--- TASK ---
Quote exactly and only this range of lines in the data below: the line that holds "Labeling tool prompt: highlight every fish lip" to the line that holds "Labeling tool prompt: highlight every water", both included.

+++ DATA SECTION +++

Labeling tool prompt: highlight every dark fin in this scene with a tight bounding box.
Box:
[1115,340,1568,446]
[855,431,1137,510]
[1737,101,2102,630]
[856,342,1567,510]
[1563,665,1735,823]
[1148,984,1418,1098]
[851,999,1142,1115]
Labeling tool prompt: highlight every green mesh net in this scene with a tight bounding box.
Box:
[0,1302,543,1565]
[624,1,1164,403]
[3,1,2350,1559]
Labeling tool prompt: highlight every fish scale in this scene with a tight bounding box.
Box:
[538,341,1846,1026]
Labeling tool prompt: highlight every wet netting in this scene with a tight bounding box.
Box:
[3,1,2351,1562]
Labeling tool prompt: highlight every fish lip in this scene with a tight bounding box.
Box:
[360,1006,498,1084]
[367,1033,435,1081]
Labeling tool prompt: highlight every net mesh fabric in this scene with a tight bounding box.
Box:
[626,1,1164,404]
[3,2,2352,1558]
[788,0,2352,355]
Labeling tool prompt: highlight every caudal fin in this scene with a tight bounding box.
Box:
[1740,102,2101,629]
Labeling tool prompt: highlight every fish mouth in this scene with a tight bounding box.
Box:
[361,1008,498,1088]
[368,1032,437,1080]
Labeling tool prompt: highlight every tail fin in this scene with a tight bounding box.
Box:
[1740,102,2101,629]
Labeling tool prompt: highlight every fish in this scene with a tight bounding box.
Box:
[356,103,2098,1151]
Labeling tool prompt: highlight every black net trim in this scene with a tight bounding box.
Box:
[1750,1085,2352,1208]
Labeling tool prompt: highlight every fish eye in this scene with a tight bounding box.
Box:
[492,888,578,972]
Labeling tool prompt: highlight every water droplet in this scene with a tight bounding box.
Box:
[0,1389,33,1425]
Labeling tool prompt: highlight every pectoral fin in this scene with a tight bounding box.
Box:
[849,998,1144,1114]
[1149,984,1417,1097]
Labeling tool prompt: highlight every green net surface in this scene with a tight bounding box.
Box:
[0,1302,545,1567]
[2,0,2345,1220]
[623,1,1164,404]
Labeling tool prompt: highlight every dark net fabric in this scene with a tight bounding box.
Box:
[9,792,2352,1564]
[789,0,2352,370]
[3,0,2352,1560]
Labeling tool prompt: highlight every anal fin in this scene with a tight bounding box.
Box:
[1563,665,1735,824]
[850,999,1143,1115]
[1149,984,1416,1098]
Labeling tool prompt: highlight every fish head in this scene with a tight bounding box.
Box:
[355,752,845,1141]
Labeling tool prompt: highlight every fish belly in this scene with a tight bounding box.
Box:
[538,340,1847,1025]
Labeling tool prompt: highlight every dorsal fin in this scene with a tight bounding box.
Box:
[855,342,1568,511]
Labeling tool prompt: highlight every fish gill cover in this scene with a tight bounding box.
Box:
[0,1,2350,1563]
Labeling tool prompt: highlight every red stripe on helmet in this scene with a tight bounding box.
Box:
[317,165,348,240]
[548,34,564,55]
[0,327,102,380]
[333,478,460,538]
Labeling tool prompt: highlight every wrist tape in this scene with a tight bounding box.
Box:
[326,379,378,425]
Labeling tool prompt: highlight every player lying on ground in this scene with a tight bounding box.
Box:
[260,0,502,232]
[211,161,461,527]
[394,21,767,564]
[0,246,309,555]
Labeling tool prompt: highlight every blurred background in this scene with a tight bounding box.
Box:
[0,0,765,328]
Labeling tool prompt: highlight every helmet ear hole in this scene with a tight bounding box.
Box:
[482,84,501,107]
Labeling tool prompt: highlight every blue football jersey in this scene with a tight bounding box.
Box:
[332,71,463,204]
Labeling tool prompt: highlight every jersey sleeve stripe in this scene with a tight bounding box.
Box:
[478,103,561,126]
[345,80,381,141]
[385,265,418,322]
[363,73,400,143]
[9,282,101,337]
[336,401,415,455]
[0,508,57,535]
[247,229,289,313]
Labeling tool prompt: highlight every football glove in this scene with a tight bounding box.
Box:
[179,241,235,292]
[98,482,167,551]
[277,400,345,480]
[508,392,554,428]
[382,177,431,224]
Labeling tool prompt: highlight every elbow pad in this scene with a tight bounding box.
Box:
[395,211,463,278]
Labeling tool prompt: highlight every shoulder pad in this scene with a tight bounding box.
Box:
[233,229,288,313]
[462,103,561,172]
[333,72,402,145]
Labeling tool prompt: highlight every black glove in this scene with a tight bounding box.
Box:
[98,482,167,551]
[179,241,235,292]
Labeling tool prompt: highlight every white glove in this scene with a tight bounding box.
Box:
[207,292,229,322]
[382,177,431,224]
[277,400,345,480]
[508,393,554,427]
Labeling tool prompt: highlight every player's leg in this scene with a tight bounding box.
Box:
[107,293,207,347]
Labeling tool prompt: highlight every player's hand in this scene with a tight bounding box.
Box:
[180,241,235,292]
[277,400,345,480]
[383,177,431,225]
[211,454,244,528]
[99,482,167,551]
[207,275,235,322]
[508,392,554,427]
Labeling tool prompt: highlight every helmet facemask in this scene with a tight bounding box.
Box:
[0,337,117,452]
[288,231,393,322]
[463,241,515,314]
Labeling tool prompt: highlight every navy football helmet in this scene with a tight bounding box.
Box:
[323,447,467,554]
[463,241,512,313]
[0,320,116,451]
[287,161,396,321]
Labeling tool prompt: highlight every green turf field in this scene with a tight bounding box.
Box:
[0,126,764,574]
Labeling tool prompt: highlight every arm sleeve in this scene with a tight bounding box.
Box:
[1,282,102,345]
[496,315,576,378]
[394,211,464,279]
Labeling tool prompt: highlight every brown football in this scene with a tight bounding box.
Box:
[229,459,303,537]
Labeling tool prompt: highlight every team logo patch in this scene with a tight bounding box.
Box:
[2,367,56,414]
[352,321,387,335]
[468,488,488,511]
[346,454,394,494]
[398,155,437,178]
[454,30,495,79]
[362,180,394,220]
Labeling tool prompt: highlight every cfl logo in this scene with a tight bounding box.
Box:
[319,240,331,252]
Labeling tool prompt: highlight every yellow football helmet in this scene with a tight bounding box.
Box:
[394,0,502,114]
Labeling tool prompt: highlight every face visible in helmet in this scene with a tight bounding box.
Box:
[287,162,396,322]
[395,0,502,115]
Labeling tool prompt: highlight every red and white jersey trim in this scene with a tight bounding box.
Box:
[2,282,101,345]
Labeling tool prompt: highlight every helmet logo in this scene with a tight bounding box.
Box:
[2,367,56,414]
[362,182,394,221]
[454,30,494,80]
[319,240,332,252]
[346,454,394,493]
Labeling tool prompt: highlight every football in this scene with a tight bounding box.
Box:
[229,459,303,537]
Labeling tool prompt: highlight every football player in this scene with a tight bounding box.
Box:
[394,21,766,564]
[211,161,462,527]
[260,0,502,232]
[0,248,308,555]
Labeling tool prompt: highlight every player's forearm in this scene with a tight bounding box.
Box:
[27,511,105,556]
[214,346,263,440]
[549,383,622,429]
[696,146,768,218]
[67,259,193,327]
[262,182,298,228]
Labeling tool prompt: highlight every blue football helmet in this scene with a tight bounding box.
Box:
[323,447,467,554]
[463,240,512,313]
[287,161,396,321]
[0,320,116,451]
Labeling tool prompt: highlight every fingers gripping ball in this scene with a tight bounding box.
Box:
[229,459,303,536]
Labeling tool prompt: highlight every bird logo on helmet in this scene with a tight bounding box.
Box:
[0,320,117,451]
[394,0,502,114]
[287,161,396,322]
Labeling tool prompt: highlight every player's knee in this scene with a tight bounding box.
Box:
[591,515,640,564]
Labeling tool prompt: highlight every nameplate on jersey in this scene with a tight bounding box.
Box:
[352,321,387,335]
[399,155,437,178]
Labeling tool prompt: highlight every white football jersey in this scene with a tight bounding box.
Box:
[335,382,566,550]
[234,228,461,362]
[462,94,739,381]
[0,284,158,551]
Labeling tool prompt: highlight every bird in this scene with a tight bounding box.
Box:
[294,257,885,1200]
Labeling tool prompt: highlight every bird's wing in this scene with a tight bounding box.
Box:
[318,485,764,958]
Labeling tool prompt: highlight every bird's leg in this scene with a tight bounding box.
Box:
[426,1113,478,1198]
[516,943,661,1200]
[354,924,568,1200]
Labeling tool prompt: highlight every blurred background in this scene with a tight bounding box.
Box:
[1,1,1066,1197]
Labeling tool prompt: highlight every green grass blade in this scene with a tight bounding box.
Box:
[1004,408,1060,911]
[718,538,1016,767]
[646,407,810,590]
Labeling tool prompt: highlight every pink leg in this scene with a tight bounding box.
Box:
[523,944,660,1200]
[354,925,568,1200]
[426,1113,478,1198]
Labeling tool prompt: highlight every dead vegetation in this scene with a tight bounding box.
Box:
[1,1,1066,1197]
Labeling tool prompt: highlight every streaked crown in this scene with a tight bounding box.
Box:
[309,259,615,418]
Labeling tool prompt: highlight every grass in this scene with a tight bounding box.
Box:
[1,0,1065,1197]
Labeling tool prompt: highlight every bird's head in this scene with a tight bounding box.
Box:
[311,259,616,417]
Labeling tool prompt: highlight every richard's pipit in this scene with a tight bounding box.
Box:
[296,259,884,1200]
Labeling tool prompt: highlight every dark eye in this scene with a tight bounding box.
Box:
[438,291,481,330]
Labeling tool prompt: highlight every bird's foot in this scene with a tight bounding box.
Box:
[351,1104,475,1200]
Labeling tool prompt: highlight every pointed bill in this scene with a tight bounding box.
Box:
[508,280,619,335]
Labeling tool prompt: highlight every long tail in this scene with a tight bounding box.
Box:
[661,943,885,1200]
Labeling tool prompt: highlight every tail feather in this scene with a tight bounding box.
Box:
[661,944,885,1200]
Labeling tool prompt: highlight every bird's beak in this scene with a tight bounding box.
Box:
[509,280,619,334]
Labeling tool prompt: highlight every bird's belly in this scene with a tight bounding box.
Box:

+++

--- RESPONSE ---
Labeling tool prompt: highlight every fish lip in this scene with a tight bounding box.
Box:
[360,1006,498,1084]
[367,1033,435,1081]
Labeling tool prompt: highlight every net mesh fabric in this scene with a tight bounding box.
Box:
[626,1,1164,404]
[3,2,2352,1558]
[788,0,2352,355]
Labeling tool prompt: highlight every caudal fin in this scene with a tight bounding box.
Box:
[1740,102,2101,629]
Labeling tool prompt: highlight every fish mouth in this scene with a tight bounding box.
Box:
[361,1008,498,1088]
[368,1032,437,1080]
Labeling tool prompt: highlight every tail fin in this scene with a tight bounding box.
Box:
[1740,102,2101,629]
Labeling tool prompt: highlight every fish in this scene with a tight bounding box.
Box:
[356,103,2098,1151]
Labeling tool prompt: highlight every black net trim in this scene with a tight bounding box.
Box:
[1750,1085,2352,1208]
Labeling tool prompt: highlight every fish eye in this scene with a tight bounding box.
Box:
[492,888,578,972]
Labeling tool prompt: highlight every water droplet in this scene with a tight bounding box.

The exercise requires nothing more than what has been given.